Purpose of the Study:

  • To investigate the mechanical, thermal, shape memory, and self-healing properties of TPU/PCL polymer blends.
  • To determine the optimal PCL content for achieving shape memory and self-healing.
  • To evaluate the potential of these blends as replacements for pure TPU or as advanced functional polymers.

Main Methods:

  • Preparation of polymer blends with varying PCL content (up to 60 wt %).
  • Characterization of mechanical properties, thermal transitions, shape memory effect (reversible plasticity shape memory - RPSM), and self-healing efficiency.
  • Evaluation of healing through crack filling by molten PCL and RPSM-assisted surface contact.

Main Results:

  • TPU/PCL blends exhibit distinct thermal transitions from both polymers.

____

» **Stated goal A**:
List every property of TPU/PCL polymer blends that the summary of the TPU/PCL blend study says the study set out to investigate.
» **Stated goal B**:
Answer these from the summary of the TPU/PCL blend study:
(i) What is the highest PCL content used in the prepared blends?
(ii) What does RPSM stand for?
(iii) What fills cracks during healing?
The entries play no part in this work.

» **Records provided**:
____

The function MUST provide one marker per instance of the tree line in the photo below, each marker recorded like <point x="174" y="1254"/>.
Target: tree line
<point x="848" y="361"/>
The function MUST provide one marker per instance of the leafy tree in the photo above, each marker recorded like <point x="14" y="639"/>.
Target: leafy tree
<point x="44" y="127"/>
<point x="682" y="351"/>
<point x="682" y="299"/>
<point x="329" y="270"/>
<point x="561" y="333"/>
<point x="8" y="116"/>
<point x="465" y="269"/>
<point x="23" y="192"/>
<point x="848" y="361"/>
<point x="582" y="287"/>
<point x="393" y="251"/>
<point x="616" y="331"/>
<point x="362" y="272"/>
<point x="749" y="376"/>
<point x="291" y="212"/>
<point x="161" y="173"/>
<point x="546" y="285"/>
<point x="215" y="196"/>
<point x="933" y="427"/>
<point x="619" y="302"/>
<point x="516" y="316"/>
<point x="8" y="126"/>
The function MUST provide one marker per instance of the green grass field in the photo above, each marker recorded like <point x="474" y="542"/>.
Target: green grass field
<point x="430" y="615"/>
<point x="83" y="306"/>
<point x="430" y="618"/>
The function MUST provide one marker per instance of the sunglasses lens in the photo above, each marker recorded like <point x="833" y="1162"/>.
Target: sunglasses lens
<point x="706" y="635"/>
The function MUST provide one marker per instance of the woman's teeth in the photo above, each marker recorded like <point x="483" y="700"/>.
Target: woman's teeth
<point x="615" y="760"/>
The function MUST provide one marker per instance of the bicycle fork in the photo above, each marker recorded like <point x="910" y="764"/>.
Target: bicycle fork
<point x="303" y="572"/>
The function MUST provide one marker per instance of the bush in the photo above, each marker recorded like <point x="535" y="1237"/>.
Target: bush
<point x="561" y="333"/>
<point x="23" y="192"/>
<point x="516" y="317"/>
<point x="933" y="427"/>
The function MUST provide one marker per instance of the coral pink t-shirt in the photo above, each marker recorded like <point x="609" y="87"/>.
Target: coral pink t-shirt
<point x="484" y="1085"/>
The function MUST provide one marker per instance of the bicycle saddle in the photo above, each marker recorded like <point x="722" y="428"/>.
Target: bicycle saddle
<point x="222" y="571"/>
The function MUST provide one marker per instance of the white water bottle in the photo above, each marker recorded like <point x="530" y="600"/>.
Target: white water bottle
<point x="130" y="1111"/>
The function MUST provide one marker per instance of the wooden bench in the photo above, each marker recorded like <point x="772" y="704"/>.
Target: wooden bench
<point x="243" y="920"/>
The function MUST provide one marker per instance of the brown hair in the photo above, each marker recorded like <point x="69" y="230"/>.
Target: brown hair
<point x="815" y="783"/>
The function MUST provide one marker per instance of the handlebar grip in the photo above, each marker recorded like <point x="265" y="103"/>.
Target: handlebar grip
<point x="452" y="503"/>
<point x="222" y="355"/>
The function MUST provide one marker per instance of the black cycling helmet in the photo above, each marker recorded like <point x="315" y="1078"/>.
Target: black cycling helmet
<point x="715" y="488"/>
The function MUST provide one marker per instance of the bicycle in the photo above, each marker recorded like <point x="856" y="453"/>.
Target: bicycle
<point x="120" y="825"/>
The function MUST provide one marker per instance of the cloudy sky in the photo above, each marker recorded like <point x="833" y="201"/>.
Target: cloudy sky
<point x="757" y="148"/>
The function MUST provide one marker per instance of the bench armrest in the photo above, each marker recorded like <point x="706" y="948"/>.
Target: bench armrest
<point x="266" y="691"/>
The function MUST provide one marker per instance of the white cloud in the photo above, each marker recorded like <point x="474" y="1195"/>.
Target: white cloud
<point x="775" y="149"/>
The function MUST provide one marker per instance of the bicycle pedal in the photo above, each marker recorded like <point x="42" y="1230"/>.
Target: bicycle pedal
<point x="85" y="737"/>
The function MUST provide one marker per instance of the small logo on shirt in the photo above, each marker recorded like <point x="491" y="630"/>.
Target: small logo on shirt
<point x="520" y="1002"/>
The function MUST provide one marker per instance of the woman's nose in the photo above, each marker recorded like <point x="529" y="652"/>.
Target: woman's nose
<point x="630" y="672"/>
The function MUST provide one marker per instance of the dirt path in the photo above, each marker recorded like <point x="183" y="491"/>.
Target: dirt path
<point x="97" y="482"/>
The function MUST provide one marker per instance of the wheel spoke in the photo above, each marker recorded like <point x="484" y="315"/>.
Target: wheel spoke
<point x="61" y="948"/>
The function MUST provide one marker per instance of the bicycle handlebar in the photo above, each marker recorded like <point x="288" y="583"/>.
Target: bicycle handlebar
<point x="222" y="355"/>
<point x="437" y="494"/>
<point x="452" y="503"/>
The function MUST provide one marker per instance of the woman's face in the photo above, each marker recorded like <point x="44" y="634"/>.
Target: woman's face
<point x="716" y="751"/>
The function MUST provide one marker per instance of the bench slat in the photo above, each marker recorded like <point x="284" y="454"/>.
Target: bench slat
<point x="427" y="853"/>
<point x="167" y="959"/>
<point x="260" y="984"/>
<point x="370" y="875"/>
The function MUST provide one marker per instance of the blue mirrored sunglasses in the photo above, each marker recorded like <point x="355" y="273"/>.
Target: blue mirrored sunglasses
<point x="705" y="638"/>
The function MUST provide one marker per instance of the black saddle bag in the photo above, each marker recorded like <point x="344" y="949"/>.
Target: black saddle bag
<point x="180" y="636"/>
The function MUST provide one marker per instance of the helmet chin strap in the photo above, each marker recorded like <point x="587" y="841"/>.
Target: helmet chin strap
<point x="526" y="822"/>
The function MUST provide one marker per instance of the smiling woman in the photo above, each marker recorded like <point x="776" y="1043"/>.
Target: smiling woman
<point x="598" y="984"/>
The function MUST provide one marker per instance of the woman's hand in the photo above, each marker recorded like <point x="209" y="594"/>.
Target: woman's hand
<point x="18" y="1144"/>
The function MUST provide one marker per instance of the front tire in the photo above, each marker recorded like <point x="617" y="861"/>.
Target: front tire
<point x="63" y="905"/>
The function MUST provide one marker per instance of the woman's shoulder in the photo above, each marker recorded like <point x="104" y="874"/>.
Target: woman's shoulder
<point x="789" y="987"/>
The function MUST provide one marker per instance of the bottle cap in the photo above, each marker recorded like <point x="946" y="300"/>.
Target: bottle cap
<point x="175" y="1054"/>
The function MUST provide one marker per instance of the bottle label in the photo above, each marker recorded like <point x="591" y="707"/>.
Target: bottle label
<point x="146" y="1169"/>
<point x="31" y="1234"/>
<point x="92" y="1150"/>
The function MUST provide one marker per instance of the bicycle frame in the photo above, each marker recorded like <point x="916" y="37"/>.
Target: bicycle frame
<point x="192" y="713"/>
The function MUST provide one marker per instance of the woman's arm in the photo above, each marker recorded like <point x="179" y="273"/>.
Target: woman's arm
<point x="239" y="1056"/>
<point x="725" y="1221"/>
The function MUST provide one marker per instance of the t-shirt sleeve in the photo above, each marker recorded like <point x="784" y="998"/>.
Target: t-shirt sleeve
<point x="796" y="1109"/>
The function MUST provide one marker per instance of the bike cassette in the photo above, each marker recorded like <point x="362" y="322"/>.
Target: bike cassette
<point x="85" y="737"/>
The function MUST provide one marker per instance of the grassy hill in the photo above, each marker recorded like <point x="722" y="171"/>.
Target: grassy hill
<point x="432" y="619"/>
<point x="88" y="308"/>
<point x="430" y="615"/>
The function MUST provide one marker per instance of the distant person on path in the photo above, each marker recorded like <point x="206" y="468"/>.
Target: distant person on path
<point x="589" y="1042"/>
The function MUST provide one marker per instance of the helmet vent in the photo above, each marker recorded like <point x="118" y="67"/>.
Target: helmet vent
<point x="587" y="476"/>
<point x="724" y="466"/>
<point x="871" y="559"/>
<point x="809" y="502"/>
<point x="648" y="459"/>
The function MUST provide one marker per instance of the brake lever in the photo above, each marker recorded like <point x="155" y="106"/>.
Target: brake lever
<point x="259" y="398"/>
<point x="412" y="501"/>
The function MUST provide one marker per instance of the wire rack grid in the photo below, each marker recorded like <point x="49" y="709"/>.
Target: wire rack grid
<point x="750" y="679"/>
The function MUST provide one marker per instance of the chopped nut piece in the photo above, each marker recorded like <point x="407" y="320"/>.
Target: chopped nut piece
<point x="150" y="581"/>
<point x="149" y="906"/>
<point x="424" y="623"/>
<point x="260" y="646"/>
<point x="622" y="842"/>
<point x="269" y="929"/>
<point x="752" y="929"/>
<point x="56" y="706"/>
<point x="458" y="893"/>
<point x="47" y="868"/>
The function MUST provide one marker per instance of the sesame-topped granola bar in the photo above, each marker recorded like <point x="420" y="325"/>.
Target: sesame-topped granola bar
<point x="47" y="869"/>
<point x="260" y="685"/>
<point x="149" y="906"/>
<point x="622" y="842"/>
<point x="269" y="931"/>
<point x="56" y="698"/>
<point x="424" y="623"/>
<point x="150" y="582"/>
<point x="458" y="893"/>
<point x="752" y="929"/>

____

» **Full solution A**:
Mechanical, thermal, shape memory, self-healing

» **Full solution B**:
(i) 60 wt %
(ii) Reversible plasticity shape memory
(iii) Molten PCL